Work required
Please pull out every line of the items below that contains the word "trousers" and copy each one in full.

Material for this task

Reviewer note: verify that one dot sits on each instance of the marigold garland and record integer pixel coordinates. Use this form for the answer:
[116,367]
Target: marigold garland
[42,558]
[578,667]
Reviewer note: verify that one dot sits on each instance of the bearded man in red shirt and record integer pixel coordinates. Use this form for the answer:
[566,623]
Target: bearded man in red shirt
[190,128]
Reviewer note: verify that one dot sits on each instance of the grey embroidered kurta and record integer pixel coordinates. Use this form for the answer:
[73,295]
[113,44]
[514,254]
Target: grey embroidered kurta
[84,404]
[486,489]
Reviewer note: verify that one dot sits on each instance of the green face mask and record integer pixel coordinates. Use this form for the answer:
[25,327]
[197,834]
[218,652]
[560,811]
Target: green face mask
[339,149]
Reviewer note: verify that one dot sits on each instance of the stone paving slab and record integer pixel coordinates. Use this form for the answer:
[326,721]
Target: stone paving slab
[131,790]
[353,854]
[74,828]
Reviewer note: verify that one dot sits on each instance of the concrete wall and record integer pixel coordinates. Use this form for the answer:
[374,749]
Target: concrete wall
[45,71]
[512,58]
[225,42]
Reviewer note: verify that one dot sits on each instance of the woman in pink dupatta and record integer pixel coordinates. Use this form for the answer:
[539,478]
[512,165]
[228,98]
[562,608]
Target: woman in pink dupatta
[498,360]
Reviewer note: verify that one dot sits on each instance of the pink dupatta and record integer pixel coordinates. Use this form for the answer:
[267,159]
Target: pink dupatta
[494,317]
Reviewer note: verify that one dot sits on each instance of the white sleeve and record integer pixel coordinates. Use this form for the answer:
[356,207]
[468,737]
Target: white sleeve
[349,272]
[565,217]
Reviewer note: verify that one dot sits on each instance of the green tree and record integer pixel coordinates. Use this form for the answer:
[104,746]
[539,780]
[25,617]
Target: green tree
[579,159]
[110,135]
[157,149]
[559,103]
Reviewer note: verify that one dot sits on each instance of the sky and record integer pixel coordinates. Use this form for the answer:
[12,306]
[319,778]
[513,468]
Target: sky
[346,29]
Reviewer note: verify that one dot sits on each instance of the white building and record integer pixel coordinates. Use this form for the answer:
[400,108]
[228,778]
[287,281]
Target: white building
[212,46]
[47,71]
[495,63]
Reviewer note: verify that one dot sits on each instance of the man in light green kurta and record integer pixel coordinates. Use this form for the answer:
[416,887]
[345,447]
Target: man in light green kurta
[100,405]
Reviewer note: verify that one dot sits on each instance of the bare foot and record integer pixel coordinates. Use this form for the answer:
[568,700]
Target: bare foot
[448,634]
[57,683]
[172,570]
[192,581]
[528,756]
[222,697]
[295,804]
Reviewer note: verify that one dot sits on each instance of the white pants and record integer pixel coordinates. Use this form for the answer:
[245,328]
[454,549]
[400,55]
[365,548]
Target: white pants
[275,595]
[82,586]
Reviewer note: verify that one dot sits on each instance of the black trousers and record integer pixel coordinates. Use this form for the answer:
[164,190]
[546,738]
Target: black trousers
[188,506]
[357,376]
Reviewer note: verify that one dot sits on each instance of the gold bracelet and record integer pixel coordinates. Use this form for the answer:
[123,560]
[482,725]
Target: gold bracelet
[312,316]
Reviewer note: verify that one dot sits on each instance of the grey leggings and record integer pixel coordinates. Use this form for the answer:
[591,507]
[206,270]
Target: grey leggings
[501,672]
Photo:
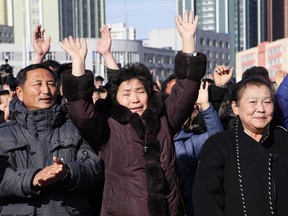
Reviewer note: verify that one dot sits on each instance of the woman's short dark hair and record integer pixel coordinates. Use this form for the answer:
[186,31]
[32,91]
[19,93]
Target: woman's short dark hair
[239,87]
[22,74]
[131,71]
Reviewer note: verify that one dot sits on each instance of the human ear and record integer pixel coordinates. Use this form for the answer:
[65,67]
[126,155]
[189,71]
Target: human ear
[19,92]
[235,108]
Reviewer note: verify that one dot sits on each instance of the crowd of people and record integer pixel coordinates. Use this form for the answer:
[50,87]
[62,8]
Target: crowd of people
[70,145]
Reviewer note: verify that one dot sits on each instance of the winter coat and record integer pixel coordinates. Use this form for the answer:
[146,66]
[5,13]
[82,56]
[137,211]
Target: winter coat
[188,147]
[27,144]
[281,104]
[240,176]
[138,154]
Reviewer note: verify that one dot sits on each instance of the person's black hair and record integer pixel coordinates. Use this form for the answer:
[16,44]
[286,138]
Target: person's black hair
[22,75]
[12,83]
[166,81]
[4,92]
[7,68]
[256,71]
[238,88]
[51,63]
[99,78]
[131,71]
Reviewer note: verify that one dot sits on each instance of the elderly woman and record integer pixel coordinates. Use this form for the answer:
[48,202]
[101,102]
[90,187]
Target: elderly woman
[136,145]
[243,171]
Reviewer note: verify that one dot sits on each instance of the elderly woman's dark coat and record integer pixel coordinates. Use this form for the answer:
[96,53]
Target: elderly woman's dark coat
[239,176]
[138,152]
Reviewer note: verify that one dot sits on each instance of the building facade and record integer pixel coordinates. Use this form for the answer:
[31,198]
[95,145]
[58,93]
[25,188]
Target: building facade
[215,45]
[61,18]
[124,51]
[271,55]
[6,34]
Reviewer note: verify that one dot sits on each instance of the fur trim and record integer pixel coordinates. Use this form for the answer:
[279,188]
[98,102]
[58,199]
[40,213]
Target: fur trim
[193,68]
[75,88]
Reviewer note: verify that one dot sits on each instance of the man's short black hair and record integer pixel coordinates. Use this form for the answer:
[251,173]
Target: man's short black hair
[22,75]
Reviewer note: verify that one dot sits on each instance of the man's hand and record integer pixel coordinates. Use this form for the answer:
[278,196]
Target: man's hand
[41,47]
[104,48]
[50,174]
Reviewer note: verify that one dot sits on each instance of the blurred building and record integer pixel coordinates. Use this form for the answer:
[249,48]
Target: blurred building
[271,55]
[215,45]
[248,22]
[6,34]
[124,51]
[60,18]
[277,25]
[120,31]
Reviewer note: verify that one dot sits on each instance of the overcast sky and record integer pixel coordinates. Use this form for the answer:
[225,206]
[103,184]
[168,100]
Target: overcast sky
[143,15]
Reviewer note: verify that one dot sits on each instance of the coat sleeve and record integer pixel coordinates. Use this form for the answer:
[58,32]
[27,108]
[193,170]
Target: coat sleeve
[213,126]
[92,124]
[85,172]
[15,182]
[180,103]
[208,191]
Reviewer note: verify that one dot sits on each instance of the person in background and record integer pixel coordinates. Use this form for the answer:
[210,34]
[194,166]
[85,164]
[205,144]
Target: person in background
[140,171]
[47,168]
[168,84]
[52,64]
[5,98]
[98,82]
[243,171]
[40,45]
[188,143]
[281,100]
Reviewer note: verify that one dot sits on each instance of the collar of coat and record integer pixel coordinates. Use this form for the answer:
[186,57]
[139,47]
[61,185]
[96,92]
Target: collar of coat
[123,114]
[39,120]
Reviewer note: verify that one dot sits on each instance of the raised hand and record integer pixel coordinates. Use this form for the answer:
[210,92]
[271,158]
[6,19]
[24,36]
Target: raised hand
[203,96]
[40,45]
[104,45]
[279,77]
[104,48]
[222,75]
[187,28]
[50,174]
[77,52]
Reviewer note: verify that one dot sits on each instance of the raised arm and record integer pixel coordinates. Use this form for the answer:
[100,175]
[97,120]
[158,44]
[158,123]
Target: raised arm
[187,28]
[77,52]
[189,68]
[104,48]
[40,45]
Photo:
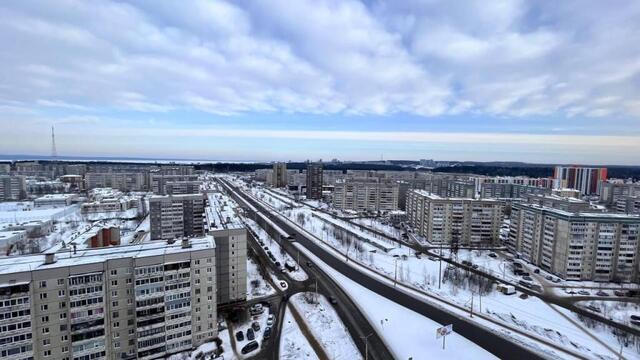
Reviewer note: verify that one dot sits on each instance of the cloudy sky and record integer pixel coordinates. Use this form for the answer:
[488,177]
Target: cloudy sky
[293,80]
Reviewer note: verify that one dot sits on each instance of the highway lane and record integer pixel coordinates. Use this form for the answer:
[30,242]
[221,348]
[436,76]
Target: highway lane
[353,319]
[488,340]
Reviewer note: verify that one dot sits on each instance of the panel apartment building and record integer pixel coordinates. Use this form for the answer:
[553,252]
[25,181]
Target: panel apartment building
[176,216]
[576,245]
[585,179]
[314,181]
[12,187]
[131,302]
[231,247]
[366,194]
[463,221]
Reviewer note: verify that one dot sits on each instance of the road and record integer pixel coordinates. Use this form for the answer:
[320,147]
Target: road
[353,319]
[488,340]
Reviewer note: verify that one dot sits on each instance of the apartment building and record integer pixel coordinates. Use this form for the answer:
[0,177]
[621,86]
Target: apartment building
[123,181]
[231,247]
[12,187]
[628,205]
[576,245]
[142,301]
[314,181]
[176,216]
[462,221]
[174,184]
[279,176]
[610,192]
[366,194]
[585,179]
[510,191]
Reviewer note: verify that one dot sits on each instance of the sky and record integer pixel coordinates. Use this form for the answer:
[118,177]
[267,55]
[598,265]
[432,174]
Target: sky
[532,81]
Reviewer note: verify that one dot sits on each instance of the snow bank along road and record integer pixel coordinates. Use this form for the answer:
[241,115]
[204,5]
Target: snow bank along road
[485,338]
[355,321]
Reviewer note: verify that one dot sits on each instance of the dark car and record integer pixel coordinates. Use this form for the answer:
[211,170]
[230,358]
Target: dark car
[250,347]
[239,336]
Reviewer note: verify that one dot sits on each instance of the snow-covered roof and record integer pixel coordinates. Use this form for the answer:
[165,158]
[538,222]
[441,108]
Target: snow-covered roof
[16,264]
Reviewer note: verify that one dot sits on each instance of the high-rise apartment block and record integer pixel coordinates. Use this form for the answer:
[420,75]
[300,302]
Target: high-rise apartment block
[280,176]
[314,181]
[366,194]
[174,184]
[585,179]
[576,245]
[462,221]
[231,247]
[132,181]
[610,192]
[509,191]
[176,216]
[143,302]
[12,187]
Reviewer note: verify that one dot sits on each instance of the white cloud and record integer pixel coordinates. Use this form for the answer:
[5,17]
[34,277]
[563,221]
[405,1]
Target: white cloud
[504,58]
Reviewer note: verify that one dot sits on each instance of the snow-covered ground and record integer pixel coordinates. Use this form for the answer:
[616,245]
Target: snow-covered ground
[244,326]
[530,314]
[293,344]
[257,286]
[406,333]
[281,256]
[326,325]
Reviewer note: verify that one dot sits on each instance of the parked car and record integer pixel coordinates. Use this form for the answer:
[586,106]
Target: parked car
[239,336]
[250,347]
[267,332]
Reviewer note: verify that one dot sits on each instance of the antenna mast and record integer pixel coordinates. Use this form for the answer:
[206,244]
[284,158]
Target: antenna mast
[54,152]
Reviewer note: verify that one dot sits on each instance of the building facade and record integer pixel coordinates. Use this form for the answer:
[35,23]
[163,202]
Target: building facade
[279,177]
[12,188]
[576,245]
[176,216]
[462,221]
[314,181]
[585,179]
[130,302]
[366,194]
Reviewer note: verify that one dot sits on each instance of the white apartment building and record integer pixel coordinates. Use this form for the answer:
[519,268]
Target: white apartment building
[231,247]
[366,194]
[176,216]
[463,221]
[576,245]
[130,302]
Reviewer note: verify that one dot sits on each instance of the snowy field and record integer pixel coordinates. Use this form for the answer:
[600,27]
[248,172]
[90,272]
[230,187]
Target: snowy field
[406,333]
[530,314]
[326,325]
[293,344]
[257,286]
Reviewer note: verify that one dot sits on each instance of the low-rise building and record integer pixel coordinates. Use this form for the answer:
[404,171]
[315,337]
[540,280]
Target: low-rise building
[461,221]
[54,200]
[576,245]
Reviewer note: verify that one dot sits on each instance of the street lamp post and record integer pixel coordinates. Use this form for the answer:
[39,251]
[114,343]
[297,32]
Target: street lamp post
[366,346]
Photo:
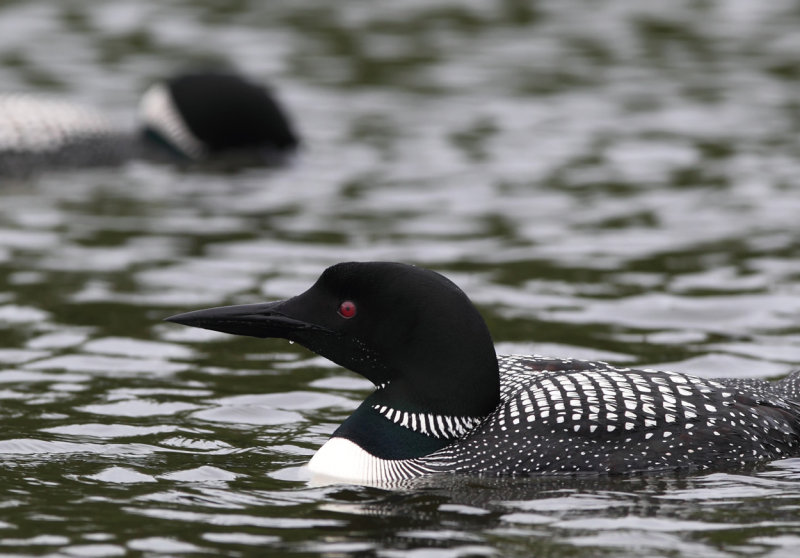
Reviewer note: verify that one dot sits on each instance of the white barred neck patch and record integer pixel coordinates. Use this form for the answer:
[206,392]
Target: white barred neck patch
[158,112]
[439,426]
[341,459]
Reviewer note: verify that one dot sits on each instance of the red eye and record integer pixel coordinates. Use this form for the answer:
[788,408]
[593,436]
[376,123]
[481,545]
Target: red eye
[347,309]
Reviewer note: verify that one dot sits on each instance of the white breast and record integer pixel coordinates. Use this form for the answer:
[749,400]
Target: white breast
[342,459]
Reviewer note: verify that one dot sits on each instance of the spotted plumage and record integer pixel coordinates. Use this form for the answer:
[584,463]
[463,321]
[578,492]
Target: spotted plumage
[445,403]
[206,116]
[569,416]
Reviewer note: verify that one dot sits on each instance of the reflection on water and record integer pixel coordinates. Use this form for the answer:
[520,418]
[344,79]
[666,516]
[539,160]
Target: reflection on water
[612,181]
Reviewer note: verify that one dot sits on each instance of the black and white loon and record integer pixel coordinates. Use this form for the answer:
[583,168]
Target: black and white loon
[197,116]
[445,403]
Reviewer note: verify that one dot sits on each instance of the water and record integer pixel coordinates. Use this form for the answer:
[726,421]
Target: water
[606,180]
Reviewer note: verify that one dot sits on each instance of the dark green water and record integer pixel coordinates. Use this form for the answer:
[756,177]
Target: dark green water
[605,179]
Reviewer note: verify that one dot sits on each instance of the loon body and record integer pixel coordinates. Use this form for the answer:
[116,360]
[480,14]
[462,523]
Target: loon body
[444,402]
[191,117]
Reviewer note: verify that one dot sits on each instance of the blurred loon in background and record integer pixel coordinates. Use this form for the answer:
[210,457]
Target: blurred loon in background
[444,402]
[203,116]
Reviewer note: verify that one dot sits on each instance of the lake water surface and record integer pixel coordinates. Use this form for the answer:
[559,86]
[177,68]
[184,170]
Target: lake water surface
[606,180]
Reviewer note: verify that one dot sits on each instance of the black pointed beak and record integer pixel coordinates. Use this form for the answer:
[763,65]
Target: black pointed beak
[255,320]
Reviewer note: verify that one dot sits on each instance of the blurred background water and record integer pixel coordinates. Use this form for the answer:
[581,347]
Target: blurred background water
[612,180]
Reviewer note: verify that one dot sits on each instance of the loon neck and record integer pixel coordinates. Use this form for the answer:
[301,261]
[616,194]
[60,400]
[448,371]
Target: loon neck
[382,437]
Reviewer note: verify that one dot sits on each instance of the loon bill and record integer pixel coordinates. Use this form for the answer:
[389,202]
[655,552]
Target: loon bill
[444,402]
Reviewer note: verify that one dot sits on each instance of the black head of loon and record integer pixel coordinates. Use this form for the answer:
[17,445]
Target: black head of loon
[203,114]
[445,402]
[410,331]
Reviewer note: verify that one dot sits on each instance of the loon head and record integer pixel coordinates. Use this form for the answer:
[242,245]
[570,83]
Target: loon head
[410,331]
[203,114]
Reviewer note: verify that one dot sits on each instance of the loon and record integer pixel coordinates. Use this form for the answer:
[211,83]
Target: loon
[195,117]
[444,402]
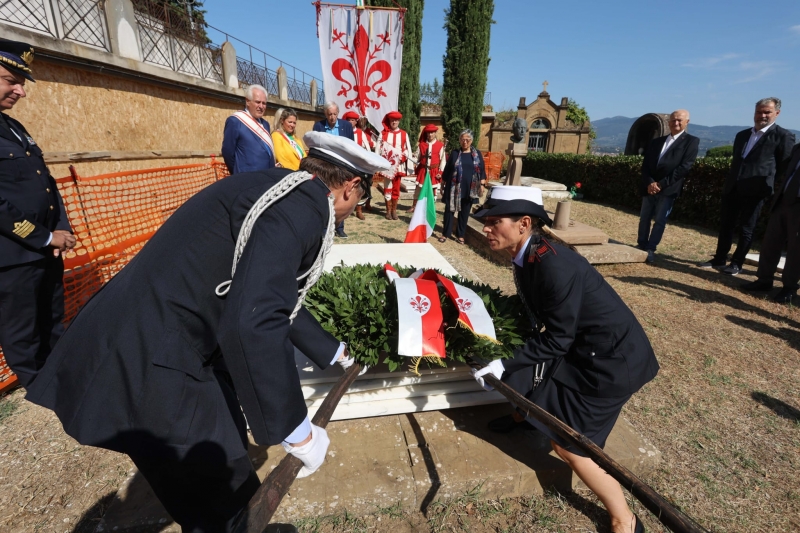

Task response
Reviewer note: verify that one dot sits on each instance of the black trousers and record integer pixel coordinates. Use this form for the answer:
Target: black trousers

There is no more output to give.